● Supplied passage
If this was so far, so encouraging from the new secretary of state, we’ve heard such fine words before from ministers from Boris Johnson down and not that much has changed apart from more leaseholders being caught up in the scandal.
And another Commons debate 90 minutes later was a reminder of one of the reasons why progress has been so slow and so many problems have been left unresolved.
This came during the second reading debate on the Leasehold Reform (Ground Rent) Bill that will reduce ground rent to a peppercorn for new leaseholders (effectively meaning there is no ground rent).
This latest attempt at leasehold reform changes the status quo for the future while doing nothing for the existing leaseholders whose plight forced the government to act in the first place.
As happens when MPs press for more radical action on fire safety, minister cite the complexities of the issues involved as reasons why they cannot act more quickly on leasehold.
And just as progress has been painfully slow on remediating cladding since Grenfell, so it is also more than four years since ministers first promised to ban the sale of leasehold houses. That issue is not addressed in the new Bill but is promised in further legislation to follow ‘later in this parliament’.
Ministers clearly sympathised with repeated interventions from critical MPs and pointed to the results of the continuing investigation by the Competition and Markets Authority in changing the behaviour of developers.
Housing minister Christopher Pincher said that the Bill had been ‘narrowly defined, as the Law Society advised—so that we can get on and deal with the most egregious offences on ground rents and then move on to the more complicated matter of wider leasehold reform’.
Former housing secretary Robert Jenrick strongly supported the Bill, arguing that: ‘It is a comprehensive piece of legislation to remove more of the iniquities of the present leasehold system, and to pave the way for the wholesale introduction of commonhold.’
However, there were reminders of the lobbying from vested interests that has dogged previous attempts at leasehold reform and a glimpse of what happened behind the scenes on this one.
As originally drafted, the Bill would have exempted developers of retirement homes from the requirement to reduce ground rents to a peppercorn, but the legislation will now apply to them from 2023.
Robert Jenrick told the Commons:
‘As Secretary of State, I came under fierce resistance and lobbying from the retirement property sector. Its lobbyists approached Members of Parliament and my Department and threatened judicial review of our proceedings. I considered it to be an unfair practice, targeted at the most elderly and vulnerable in our society, that in addition to paying their service charge they should pay a ground rent that might escalate at a significant pace.’
Interventions from several Tory MPs suggest that such lobbying is still going on, along with efforts to exempt more complex developments such as flats above shopping centres from the Bill. They warned of ‘unintended consequences’ from the legislation.
For Labour MPs, the issue is that the legislation does not go remotely far enough. As Mike Amesbury summed up the Bill:
‘For people already trapped in leasehold properties with high and escalating ground rents, it does nothing. For those trapped in flammable flats, facing soaring costs and crippling remediation bills, it does nothing. For leaseholders facing extortionate service charges without any transparency on where the money is going, or suffering from other unfair terms and conditions or limitations on enfranchisement, it does nothing.’
If it was not obvious enough already, the building safety and leasehold scandals are two sides of the same coin.
No matter how ‘complex’ the issues, the action that is promised ‘shortly’ and ‘in due course’ cannot come soon enough.

● Tasks to carry out
1. Translate this sentence from the leasehold reform passage into Spanish: "If it was not obvious enough already, the building safety and leasehold scandals are two sides of the same coin."
2. Output the text of the leasehold reform passage between "This latest attempt" and "quickly on leasehold.", inclusive.
3. Name every person the leasehold reform passage mentions by name.

● Recorded information
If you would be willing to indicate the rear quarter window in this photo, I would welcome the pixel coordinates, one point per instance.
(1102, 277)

● Full solutions
1. Por si no era ya lo bastante evidente, los escándalos de la seguridad de los edificios y del régimen de leasehold son dos caras de la misma moneda.

2.
This latest attempt at leasehold reform changes the status quo for the future while doing nothing for the existing leaseholders whose plight forced the government to act in the first place.
As happens when MPs press for more radical action on fire safety, minister cite the complexities of the issues involved as reasons why they cannot act more quickly on leasehold.

3. Boris Johnson, Christopher Pincher, Robert Jenrick, Mike Amesbury